Location labeling records
------------------------------------------------------------------------

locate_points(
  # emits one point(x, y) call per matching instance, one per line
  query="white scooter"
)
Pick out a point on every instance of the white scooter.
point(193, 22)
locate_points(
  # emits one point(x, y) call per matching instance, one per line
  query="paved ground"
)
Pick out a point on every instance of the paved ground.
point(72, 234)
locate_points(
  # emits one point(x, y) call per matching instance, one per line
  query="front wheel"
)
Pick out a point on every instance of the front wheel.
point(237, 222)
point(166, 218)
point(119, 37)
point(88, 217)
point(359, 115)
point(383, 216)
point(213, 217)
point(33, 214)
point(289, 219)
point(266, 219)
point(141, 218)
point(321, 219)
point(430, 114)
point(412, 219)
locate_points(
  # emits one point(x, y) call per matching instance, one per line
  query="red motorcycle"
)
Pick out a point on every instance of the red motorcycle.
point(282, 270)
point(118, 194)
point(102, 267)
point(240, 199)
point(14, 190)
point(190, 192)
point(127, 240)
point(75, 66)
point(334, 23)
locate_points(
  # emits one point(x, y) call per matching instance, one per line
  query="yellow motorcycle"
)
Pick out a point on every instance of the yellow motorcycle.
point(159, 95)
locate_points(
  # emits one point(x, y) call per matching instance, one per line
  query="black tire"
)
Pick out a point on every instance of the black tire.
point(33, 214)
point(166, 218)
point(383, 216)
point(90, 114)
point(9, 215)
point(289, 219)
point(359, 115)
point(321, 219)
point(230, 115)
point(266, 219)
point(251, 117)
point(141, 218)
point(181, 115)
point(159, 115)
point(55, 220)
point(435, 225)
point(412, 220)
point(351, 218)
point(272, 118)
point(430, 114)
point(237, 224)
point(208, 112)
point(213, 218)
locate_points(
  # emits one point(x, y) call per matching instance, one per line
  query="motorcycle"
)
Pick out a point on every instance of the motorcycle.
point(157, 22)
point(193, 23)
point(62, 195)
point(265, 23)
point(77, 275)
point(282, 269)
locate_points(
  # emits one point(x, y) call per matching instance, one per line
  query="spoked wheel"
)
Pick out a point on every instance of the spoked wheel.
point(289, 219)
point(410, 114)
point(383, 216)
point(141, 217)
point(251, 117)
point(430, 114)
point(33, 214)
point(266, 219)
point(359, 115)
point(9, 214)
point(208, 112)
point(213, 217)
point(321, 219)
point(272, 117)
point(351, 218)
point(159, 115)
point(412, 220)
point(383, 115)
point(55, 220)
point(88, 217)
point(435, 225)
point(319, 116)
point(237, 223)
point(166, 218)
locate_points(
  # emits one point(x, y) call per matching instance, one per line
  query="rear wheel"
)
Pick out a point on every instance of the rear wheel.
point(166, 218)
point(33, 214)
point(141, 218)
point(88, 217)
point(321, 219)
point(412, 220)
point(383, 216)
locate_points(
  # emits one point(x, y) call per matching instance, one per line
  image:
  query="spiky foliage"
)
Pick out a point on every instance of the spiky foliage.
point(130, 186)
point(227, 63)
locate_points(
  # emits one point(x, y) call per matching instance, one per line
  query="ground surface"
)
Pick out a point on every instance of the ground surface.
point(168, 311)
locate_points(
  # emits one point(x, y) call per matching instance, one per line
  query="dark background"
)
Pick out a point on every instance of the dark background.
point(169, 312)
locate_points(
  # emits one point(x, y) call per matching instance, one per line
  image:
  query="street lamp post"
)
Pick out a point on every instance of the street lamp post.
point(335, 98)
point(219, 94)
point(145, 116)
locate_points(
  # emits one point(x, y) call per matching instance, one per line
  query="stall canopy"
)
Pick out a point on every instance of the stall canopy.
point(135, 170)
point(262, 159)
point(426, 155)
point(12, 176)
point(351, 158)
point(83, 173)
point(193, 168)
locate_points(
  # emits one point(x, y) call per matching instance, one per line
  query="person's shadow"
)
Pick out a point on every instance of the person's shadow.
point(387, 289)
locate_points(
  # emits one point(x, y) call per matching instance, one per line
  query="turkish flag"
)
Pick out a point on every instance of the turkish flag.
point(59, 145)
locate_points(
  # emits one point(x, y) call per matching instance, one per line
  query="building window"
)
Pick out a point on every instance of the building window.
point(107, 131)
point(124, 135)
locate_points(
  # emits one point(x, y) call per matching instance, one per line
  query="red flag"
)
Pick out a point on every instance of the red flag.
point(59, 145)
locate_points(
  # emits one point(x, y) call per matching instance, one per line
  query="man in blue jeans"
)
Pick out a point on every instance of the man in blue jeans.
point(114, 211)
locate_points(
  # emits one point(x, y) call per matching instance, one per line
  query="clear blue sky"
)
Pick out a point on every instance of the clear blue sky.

------------------------------------------------------------------------

### Given exercise
Could you output the records as a Markdown table with the columns Row and Record line, covering everything from the first line of the records to the line with "point(282, 269)", both included, and leaving out blank lines?

### Solved problem
| Row | Record line |
|---|---|
| 1 | locate_points( |
| 2 |   # emits one point(x, y) call per matching instance, one per line |
| 3 |   query="white scooter" |
| 4 | ) |
| 5 | Pick out a point on every instance of the white scooter. |
| 6 | point(193, 22) |
| 7 | locate_points( |
| 8 |   # emits one point(x, y) call per matching instance, one per line |
| 9 |   query="paved ground" |
| 10 | ) |
| 11 | Pick out a point on every instance of the paved ground. |
| 12 | point(72, 234) |
| 13 | locate_points( |
| 14 |   # emits one point(x, y) call per matching instance, one per line |
| 15 |   query="front wheel" |
| 16 | ) |
| 17 | Pick out a point on every instance of the front wheel. |
| 18 | point(237, 222) |
| 19 | point(166, 218) |
| 20 | point(119, 37) |
| 21 | point(88, 217) |
| 22 | point(359, 115) |
| 23 | point(383, 216) |
| 24 | point(213, 217) |
| 25 | point(33, 214) |
| 26 | point(289, 219) |
| 27 | point(266, 219) |
| 28 | point(141, 218) |
| 29 | point(321, 219) |
| 30 | point(430, 114) |
| 31 | point(412, 219) |
| 32 | locate_points( |
| 33 |   # emits one point(x, y) call per matching instance, one per line |
| 34 |   query="red motorcycle" |
| 35 | ) |
| 36 | Pick out a point on every instance of the red motorcycle. |
| 37 | point(282, 270) |
| 38 | point(118, 194) |
| 39 | point(102, 267) |
| 40 | point(240, 199) |
| 41 | point(14, 190) |
| 42 | point(190, 192) |
| 43 | point(127, 240) |
| 44 | point(75, 66) |
| 45 | point(334, 23) |
| 46 | locate_points( |
| 47 |   # emits one point(x, y) call per matching instance, one per line |
| 48 |   query="yellow motorcycle" |
| 49 | ) |
| 50 | Pick out a point on every instance of the yellow motorcycle. |
| 51 | point(159, 95) |
| 52 | locate_points( |
| 53 |   # emits one point(x, y) call per matching instance, one per line |
| 54 |   query="black tire" |
| 55 | ) |
| 56 | Pick out a point on every instance of the black tire. |
| 57 | point(33, 214) |
| 58 | point(166, 218) |
| 59 | point(383, 216) |
| 60 | point(90, 114) |
| 61 | point(9, 215) |
| 62 | point(289, 219) |
| 63 | point(359, 115) |
| 64 | point(321, 219) |
| 65 | point(230, 115) |
| 66 | point(266, 219) |
| 67 | point(251, 117) |
| 68 | point(141, 218) |
| 69 | point(181, 115) |
| 70 | point(159, 115) |
| 71 | point(55, 220) |
| 72 | point(435, 225) |
| 73 | point(412, 220) |
| 74 | point(351, 218) |
| 75 | point(272, 118) |
| 76 | point(430, 114) |
| 77 | point(237, 224) |
| 78 | point(208, 112) |
| 79 | point(213, 218) |
| 80 | locate_points( |
| 81 |   # emits one point(x, y) call per matching instance, one per line |
| 82 |   query="motorcycle" |
| 83 | ) |
| 84 | Pick out a point on every instance of the motorcycle. |
| 85 | point(157, 22) |
| 86 | point(193, 23) |
| 87 | point(62, 195) |
| 88 | point(265, 23) |
| 89 | point(77, 275) |
| 90 | point(282, 269) |